## [Work to complete]
Rewrite every line of the records below as a numbered list, skipping blank lines and leaving out the pictures.

## [Material for this exercise]

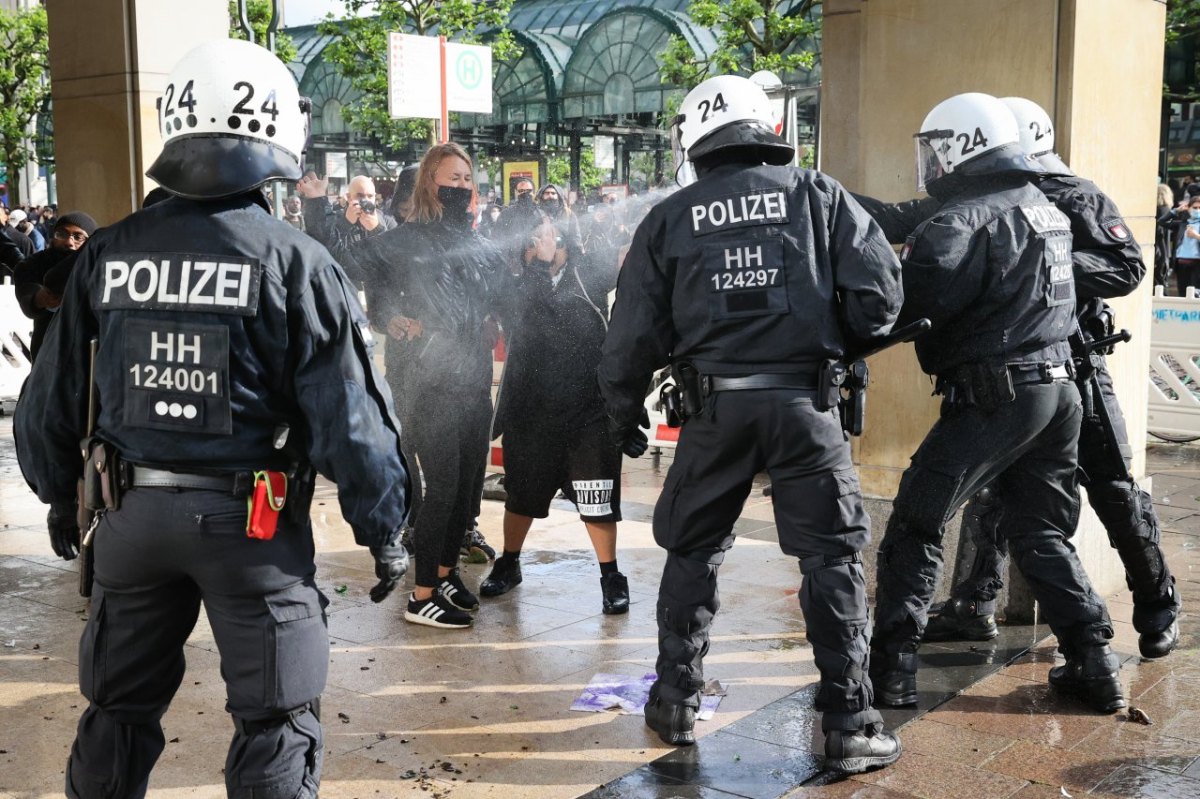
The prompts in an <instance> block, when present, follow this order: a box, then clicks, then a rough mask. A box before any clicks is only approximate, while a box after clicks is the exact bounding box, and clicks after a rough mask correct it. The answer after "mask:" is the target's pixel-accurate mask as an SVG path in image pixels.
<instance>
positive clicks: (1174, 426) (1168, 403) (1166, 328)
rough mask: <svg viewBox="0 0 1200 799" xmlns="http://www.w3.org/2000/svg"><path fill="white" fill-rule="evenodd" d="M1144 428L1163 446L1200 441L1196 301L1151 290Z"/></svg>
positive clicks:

## [Exercise answer]
1. The prompts in an <instance> block, when present, follow this order: a box, then clicks, then a rough mask. A box before any clicks is only approximate, while a box after clicks is the exact bounding box, and clicks after a rough mask correct it. The answer after "mask:" is the target's pixel-accurate mask as an SVG path in image pixels.
2. <instance>
3. positive clicks: (1174, 426) (1168, 403) (1166, 328)
4. rough mask: <svg viewBox="0 0 1200 799" xmlns="http://www.w3.org/2000/svg"><path fill="white" fill-rule="evenodd" d="M1144 428L1163 446L1200 441L1196 301L1151 290Z"/></svg>
5. positive clicks:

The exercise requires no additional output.